TASK DESCRIPTION:
Restate all of the entries exactly, dropping any pictures they hold.

EXTRACTED INFORMATION:
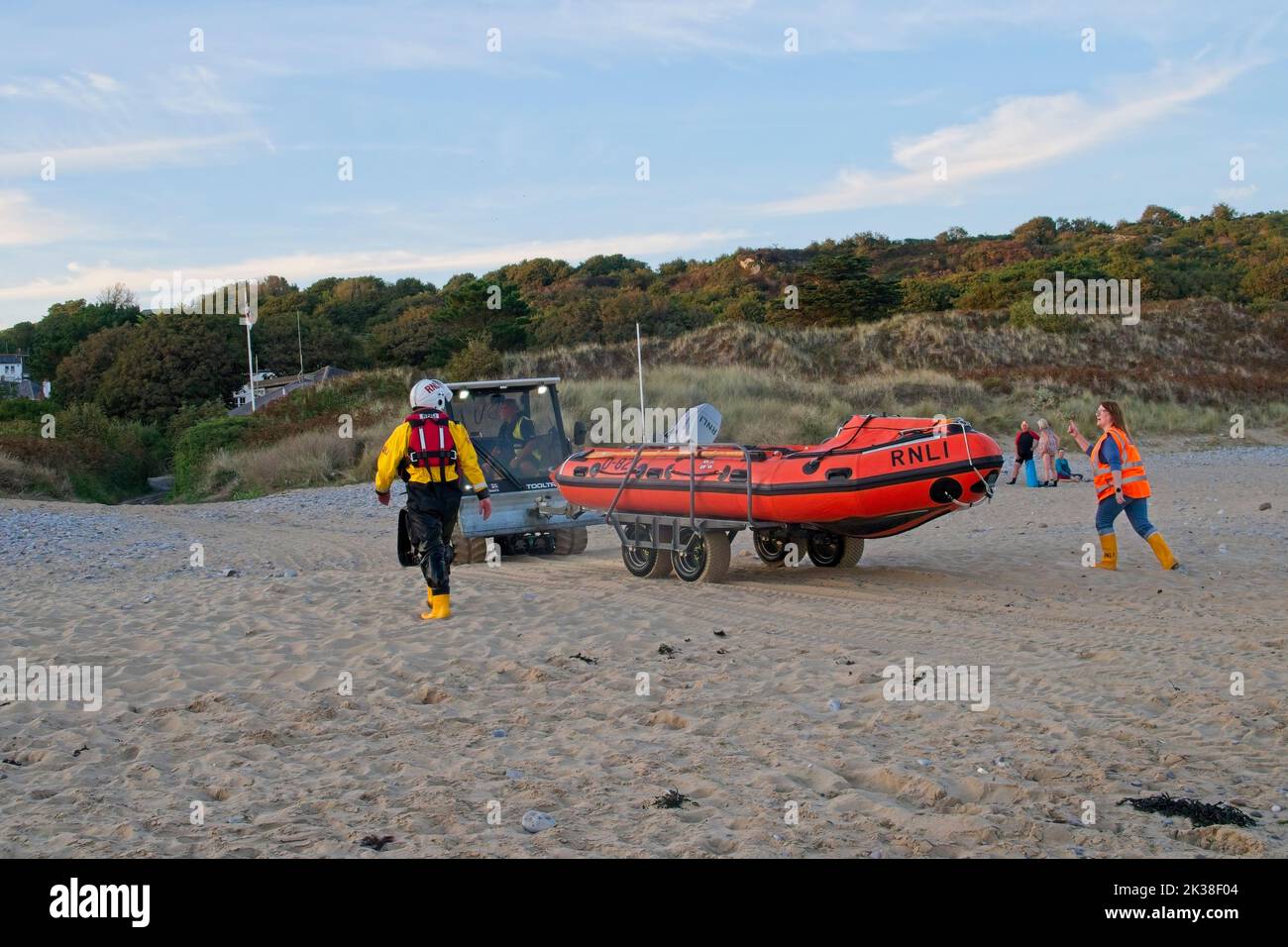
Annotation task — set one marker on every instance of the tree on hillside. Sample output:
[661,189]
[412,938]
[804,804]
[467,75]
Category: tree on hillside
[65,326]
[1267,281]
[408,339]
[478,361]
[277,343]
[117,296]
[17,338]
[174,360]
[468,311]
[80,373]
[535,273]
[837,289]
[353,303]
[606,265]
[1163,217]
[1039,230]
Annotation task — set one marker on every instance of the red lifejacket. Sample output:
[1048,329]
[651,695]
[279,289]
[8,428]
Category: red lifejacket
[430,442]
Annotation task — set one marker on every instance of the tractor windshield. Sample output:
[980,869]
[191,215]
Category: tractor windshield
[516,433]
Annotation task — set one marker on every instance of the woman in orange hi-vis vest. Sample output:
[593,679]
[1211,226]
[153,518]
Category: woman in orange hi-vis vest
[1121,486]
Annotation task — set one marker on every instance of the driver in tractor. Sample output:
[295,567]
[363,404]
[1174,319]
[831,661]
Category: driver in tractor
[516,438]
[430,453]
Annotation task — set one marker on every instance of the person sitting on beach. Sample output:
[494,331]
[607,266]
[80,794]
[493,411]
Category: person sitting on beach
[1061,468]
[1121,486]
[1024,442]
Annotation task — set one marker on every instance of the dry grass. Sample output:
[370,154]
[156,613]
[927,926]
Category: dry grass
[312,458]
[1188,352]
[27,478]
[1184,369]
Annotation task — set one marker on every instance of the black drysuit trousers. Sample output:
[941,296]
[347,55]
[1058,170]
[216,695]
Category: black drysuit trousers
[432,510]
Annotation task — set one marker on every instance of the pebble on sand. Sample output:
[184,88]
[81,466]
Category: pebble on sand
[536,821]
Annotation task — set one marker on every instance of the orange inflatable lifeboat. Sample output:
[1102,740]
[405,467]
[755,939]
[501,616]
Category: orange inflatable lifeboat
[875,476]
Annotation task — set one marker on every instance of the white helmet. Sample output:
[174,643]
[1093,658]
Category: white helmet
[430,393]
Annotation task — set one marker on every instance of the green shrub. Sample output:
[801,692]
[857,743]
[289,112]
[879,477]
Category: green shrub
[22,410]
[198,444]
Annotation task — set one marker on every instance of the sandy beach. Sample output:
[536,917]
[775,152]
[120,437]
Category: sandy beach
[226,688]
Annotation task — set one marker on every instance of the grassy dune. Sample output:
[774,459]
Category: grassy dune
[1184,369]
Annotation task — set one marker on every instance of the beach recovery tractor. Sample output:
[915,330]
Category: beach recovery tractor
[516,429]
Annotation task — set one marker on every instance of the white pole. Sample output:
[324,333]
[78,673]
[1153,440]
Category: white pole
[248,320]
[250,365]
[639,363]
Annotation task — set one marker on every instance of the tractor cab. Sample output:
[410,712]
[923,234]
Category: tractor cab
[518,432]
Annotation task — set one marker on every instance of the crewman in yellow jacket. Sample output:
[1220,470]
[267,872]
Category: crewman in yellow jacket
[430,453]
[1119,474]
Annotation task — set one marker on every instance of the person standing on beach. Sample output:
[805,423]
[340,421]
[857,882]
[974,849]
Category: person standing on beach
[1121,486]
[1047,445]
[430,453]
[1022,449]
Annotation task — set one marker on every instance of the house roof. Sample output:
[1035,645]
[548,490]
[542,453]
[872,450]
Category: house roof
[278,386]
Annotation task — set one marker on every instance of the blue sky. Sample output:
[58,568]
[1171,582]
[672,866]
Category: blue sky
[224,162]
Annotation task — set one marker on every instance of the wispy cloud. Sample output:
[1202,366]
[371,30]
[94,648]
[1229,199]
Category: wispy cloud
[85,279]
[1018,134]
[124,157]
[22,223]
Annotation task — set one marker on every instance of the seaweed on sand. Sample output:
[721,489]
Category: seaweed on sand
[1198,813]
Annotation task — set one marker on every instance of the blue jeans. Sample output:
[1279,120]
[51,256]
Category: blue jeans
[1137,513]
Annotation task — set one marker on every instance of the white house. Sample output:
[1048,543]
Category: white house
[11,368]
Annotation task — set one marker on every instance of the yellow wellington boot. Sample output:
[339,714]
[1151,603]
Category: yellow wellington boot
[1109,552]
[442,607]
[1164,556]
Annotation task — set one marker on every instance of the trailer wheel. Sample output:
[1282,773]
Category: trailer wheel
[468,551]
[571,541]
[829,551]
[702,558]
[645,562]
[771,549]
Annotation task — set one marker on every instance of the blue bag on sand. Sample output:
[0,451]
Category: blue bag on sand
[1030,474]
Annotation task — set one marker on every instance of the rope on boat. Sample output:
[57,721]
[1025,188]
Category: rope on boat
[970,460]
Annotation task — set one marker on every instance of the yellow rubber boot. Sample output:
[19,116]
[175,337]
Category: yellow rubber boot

REPLY TO THE TASK:
Annotation task — set one marker on every instance of the tree on hillside. Sample output:
[661,189]
[412,938]
[804,804]
[467,75]
Category: tree on hillside
[65,326]
[1267,281]
[408,339]
[478,361]
[277,343]
[117,296]
[17,338]
[174,360]
[468,311]
[80,373]
[535,273]
[837,289]
[353,303]
[606,265]
[1163,217]
[1039,230]
Annotation task — set one marker on every instance of the red lifejacket. Sample output:
[1048,329]
[651,695]
[279,289]
[8,428]
Category: red lifejacket
[430,442]
Annotation task — set one marker on every instance of the tractor windshield. Sample output:
[980,869]
[191,215]
Category: tractor windshield
[516,433]
Annotation task — set one marker on every instance of the woman in orange hi-vis vest. Sample output:
[593,679]
[1211,226]
[153,518]
Category: woman in orange hi-vis vest
[1121,486]
Annotation task — set one marker on every instance of the driver in tractor. Sample output:
[295,567]
[363,404]
[1174,319]
[831,661]
Category: driver in tractor
[516,438]
[430,453]
Annotation task — set one marker on every instance of the person sitting on beach. Sample output:
[494,331]
[607,266]
[80,794]
[493,411]
Category: person sitting on beach
[1061,468]
[1121,486]
[1024,442]
Annotation task — set one marker on every instance of the dry grass. Sample output:
[370,154]
[156,613]
[927,926]
Category: dry grass
[312,458]
[1188,352]
[27,478]
[1184,369]
Annotation task — set one marker on every instance of the black drysuit trousers. Sample output:
[941,296]
[347,55]
[1058,170]
[216,695]
Category: black drysuit trousers
[432,510]
Annotation task — set one marker on every instance of the pebble on sand. Sample output:
[184,88]
[81,466]
Category: pebble on sand
[536,821]
Annotation task — set one marker on every instance of the orange inflatable lifeboat. Sample output:
[1102,740]
[405,467]
[755,939]
[501,616]
Category: orange inflatable lifeboat
[875,476]
Annotation task — set one marker on every instance of the white helmet. Sample output:
[174,643]
[1093,658]
Category: white helmet
[430,393]
Annotation task — set one marker on every instance of the green shrub. Sample output:
[801,692]
[857,743]
[289,112]
[879,477]
Category: green shrub
[22,410]
[198,444]
Annotation task — set one marker on every instance of the sandy beach. Sample output:
[536,917]
[775,152]
[120,437]
Category: sandy beach
[226,688]
Annotation task — set one marker on every instance of the grassy dune. Sample output:
[774,459]
Category: grassy dune
[1184,369]
Annotation task — set one marker on every instance of the beach recovery tractor. Sample output:
[915,330]
Category: beach recovery tractor
[516,429]
Annotation task — set one marker on every instance of the white pole. Sample output:
[324,333]
[78,673]
[1153,440]
Category: white pole
[248,320]
[250,365]
[639,363]
Annotation task — set one marker on every instance of the tractor cab. Sample output:
[410,712]
[923,234]
Category: tractor cab
[518,432]
Annotation task — set one marker on every instance of the crewman in yellow jacket. Sample output:
[1220,470]
[267,872]
Category: crewman in yellow jacket
[430,453]
[1119,474]
Annotation task — set one marker on every instance of the person standing on beach. Sample output:
[805,423]
[340,421]
[857,882]
[974,849]
Category: person standing on beach
[1121,486]
[1047,445]
[430,453]
[1022,449]
Annotation task — set one marker on every instance of the house roof. Sample output:
[1035,645]
[548,490]
[542,453]
[872,450]
Category: house roof
[278,386]
Annotation task — set one marker on every instance of the blue sky. Sample output:
[58,568]
[1171,582]
[672,866]
Category: blue sky
[224,162]
Annotation task — set one marker on every instance of the wispy cloud. Sample output:
[1202,366]
[371,30]
[94,648]
[1229,199]
Category: wispy cloud
[85,279]
[1018,134]
[124,157]
[22,223]
Annotation task — set one marker on every instance of the seaweed on sand. Sample output:
[721,489]
Category: seaweed on sand
[1198,813]
Annotation task — set one marker on every instance of the blue jeans. Sample output:
[1279,120]
[51,256]
Category: blue jeans
[1137,513]
Annotation task — set one marker on every instance of the white house. Sample output:
[1048,543]
Category: white house
[11,368]
Annotation task — set one marker on every instance of the yellow wellington boot. Sample output:
[339,714]
[1151,603]
Category: yellow wellington boot
[1109,552]
[442,607]
[1164,556]
Annotation task — set one marker on every instance of the trailer wheel. Sample output:
[1282,773]
Category: trailer wheel
[468,551]
[571,541]
[829,551]
[702,558]
[645,562]
[771,549]
Annotation task — set one marker on every instance of the blue bag on sand. Sample output:
[0,451]
Category: blue bag on sand
[1030,474]
Annotation task — set one marker on every instance of the rope on boat. Sample output:
[57,721]
[1025,188]
Category: rope on boat
[970,460]
Annotation task — set one marker on every instance of the yellow rubber boot. Sample output:
[19,116]
[175,337]
Category: yellow rubber boot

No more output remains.